**SHORT PROBLEM:** Print the following lines verbatim, from the line containing "Where can the yellow" up to and including the line containing "column 886, row 619".

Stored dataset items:
^^^^^^^^

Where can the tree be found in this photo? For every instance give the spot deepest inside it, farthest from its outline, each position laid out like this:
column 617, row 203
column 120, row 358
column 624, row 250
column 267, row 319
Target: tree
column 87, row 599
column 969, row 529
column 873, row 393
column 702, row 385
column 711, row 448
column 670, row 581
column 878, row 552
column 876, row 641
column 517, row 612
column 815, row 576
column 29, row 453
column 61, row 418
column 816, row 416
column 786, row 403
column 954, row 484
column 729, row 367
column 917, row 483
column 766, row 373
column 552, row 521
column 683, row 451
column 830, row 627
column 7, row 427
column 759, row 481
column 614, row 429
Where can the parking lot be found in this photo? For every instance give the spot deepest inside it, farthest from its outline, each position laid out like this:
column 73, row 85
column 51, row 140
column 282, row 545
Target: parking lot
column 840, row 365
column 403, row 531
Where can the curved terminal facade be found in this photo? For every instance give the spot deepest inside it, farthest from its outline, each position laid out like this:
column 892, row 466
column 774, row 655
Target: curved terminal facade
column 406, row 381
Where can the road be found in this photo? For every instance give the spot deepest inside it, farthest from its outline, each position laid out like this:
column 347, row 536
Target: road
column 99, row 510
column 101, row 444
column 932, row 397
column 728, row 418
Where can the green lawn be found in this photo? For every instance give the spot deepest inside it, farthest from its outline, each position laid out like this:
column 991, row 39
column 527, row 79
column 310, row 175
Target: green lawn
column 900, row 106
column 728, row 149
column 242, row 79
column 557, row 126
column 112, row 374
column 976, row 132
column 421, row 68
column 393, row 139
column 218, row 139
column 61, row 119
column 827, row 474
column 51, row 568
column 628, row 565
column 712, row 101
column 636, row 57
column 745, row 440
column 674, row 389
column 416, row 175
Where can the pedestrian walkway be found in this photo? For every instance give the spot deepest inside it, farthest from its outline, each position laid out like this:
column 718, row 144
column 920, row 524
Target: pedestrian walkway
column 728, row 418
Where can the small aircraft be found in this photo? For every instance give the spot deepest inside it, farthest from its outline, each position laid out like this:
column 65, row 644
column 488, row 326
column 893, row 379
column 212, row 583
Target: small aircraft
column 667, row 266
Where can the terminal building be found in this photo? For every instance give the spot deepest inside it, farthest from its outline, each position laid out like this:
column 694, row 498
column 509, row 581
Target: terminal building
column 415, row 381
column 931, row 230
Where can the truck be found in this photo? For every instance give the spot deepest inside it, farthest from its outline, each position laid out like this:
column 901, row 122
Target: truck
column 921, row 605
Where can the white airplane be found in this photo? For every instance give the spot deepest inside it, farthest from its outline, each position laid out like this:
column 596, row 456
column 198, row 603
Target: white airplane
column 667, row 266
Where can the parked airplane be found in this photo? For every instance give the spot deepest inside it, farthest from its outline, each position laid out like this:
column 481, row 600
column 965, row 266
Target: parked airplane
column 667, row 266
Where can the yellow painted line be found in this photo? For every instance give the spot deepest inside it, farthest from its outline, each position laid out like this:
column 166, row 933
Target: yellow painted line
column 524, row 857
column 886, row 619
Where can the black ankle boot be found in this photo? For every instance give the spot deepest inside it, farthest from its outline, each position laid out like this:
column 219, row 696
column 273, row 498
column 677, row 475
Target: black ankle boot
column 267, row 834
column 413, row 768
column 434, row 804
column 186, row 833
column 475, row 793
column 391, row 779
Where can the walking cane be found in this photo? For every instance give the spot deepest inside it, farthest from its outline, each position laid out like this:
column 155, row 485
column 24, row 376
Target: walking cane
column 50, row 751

^^^^^^^^

**COMPLETED TASK:**
Where can the yellow painted line be found in this photo? For every instance give the spot deepest inside it, farthest from its outline, each position laid out like this:
column 166, row 933
Target: yellow painted line
column 524, row 857
column 886, row 619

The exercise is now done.